Task goal: Copy the lines from the first one through the line containing "box: [546, 351, 559, 386]", substituting "coarse mask" for every "rough mask" and leaving everything else unchanged.

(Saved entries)
•••
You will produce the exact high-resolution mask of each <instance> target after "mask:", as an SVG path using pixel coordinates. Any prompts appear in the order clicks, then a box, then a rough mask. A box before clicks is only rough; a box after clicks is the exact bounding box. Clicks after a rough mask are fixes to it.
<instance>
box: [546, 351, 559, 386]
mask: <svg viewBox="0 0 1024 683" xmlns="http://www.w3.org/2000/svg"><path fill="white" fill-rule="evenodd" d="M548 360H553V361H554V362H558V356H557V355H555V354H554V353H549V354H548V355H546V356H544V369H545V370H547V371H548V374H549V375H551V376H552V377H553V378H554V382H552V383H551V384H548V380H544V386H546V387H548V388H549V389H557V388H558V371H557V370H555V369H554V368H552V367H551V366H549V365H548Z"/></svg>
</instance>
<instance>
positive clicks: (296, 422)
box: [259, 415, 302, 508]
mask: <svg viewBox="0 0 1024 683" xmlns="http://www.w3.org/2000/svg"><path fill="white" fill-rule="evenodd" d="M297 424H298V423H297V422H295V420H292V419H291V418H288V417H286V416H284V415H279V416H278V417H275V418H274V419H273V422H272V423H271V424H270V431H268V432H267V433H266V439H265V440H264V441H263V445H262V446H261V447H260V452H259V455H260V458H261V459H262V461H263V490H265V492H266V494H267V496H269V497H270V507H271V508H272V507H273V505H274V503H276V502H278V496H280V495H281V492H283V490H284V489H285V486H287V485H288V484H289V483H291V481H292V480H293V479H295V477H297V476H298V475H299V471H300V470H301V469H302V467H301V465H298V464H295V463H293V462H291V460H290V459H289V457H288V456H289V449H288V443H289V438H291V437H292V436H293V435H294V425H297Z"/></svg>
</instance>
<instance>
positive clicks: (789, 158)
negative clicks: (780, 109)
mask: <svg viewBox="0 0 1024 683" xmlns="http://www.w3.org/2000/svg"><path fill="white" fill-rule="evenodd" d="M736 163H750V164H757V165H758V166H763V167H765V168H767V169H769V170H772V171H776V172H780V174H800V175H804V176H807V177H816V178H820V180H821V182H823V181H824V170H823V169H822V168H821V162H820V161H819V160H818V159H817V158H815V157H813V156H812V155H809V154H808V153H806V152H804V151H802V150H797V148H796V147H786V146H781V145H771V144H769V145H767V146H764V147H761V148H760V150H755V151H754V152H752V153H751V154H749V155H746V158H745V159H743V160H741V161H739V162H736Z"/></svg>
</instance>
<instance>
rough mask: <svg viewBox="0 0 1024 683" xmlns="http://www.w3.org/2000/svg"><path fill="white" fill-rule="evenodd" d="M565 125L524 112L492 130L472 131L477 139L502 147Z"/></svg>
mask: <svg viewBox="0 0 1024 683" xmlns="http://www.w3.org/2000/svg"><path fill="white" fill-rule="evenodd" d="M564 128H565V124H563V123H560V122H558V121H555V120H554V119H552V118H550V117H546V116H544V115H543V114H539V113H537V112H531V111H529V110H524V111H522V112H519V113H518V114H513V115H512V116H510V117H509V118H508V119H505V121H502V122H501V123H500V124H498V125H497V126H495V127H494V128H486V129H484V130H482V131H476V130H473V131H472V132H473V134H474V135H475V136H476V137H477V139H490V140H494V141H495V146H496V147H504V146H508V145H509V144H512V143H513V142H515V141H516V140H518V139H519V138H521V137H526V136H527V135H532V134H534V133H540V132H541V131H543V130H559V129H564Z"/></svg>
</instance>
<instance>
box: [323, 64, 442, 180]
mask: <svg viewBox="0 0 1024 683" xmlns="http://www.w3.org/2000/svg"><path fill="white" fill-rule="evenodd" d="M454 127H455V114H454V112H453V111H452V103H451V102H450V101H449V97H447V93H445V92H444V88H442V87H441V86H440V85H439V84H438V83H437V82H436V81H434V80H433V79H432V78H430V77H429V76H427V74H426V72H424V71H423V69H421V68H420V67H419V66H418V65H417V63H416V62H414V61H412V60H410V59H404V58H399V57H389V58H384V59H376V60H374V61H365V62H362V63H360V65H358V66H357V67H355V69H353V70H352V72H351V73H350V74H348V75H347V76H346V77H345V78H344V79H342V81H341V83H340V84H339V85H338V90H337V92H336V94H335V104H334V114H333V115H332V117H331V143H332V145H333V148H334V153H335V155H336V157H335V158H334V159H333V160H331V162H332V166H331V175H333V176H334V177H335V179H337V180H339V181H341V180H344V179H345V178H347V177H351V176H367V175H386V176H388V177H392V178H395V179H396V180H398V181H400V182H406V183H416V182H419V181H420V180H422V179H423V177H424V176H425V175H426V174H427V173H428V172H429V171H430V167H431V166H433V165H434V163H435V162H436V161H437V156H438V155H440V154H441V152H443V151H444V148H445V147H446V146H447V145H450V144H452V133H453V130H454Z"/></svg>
•••
Exercise response:
You will produce the exact high-resolution mask of each <instance> target after "mask:", as an SVG path using pixel coordinates. Any prompts appear in the order clicks, then a box, then a coarse mask. A box before clicks is only rough; a box after clicks is the exact bounding box. Clicks after a coarse mask are fixes to it.
<instance>
box: [546, 351, 559, 386]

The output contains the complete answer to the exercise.